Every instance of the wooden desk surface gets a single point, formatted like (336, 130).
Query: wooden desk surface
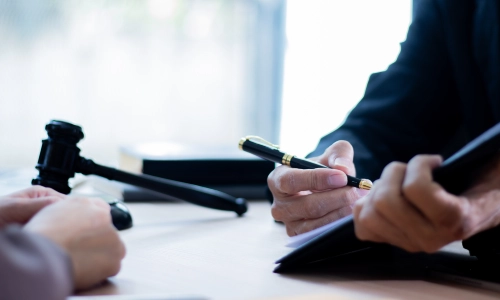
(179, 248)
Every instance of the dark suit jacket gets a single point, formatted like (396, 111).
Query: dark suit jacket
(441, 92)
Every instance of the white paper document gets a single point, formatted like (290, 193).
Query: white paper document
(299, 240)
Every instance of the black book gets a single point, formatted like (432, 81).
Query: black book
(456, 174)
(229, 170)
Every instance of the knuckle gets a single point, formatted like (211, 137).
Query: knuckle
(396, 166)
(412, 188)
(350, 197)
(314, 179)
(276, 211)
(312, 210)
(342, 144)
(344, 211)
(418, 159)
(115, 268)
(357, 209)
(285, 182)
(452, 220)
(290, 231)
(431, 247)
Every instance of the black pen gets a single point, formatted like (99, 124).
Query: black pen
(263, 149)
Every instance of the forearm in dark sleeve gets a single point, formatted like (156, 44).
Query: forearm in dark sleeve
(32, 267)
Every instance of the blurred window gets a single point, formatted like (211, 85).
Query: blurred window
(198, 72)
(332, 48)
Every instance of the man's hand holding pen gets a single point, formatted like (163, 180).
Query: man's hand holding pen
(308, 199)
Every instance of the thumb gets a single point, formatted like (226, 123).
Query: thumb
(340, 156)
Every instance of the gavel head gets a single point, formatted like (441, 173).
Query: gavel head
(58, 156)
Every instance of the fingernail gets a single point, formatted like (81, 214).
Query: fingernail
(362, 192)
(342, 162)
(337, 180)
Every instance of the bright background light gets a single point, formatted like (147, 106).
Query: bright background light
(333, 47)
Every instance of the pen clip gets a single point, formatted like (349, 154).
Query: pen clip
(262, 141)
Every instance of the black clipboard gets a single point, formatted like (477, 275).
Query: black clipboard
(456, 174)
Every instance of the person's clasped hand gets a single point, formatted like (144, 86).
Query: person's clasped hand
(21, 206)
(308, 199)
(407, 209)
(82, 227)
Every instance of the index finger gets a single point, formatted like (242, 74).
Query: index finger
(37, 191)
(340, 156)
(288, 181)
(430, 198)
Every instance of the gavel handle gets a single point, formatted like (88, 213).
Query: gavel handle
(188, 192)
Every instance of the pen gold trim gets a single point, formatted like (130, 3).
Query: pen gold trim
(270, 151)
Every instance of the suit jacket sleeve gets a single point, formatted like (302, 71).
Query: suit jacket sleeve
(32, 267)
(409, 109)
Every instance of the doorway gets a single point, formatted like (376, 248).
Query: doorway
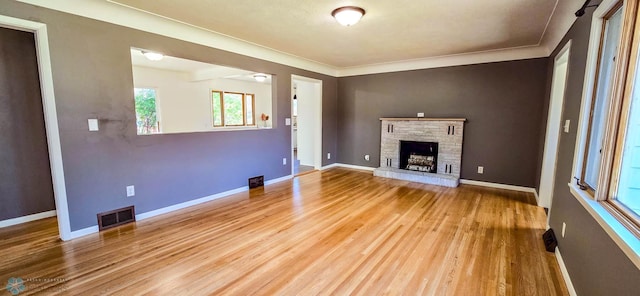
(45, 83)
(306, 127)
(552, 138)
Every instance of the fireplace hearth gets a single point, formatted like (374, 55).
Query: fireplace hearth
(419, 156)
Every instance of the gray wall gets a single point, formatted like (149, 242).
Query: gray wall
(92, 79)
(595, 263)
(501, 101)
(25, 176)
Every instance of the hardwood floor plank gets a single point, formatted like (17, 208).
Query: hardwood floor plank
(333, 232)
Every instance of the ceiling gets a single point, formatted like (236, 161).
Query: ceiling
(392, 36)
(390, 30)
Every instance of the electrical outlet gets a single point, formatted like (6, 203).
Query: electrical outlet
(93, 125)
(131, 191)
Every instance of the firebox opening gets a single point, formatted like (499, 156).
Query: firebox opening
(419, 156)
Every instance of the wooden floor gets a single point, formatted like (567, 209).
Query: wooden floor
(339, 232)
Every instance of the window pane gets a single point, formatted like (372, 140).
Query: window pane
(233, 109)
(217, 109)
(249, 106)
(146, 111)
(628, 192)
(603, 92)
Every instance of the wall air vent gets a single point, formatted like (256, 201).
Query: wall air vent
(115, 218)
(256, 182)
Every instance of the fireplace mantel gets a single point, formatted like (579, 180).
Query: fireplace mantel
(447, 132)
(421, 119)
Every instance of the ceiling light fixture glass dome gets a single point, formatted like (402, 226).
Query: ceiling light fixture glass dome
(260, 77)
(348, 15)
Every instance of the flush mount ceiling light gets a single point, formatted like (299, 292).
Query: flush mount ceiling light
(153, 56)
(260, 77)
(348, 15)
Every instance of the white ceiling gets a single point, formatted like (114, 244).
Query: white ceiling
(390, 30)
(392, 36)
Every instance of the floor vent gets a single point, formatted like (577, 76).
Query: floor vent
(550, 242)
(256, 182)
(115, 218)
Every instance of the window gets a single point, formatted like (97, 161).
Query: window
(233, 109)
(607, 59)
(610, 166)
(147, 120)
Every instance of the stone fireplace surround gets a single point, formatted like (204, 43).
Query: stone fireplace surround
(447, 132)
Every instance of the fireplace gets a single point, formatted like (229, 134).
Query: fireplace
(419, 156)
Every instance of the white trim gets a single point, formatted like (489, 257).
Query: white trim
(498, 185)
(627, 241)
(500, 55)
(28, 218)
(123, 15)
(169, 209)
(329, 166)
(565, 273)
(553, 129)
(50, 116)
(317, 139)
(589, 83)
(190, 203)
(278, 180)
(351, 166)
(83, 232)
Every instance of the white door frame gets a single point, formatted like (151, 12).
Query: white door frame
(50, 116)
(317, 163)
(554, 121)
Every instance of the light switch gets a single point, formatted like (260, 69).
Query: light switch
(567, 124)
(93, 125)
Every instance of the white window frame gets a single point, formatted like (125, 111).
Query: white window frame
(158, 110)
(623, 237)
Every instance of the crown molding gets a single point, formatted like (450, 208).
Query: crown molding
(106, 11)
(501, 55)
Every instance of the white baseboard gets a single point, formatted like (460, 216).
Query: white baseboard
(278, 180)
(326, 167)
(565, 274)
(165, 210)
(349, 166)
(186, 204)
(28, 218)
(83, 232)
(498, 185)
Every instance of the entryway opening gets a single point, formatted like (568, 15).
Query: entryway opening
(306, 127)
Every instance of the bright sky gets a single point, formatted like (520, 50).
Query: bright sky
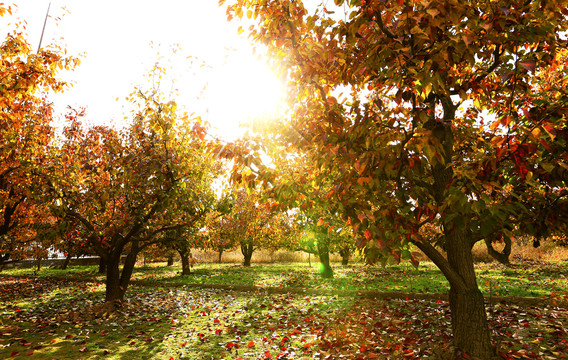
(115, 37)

**Exercise description**
Retype the line containing "Every instance of the white baseboard" and each line after it through the last line of the entries above, exactly, with no pictures and nothing else.

**Result**
Every instance of the white baseboard gets a single point, formatted like (460, 216).
Query: white baseboard
(278, 180)
(326, 167)
(565, 274)
(165, 210)
(349, 166)
(186, 204)
(28, 218)
(83, 232)
(498, 185)
Every instance of the entryway opening gets a single point, formatted like (568, 15).
Query: entryway opening
(306, 127)
Every instance of the bright sky gets a single point, formatted like (520, 50).
Query: bright sky
(115, 37)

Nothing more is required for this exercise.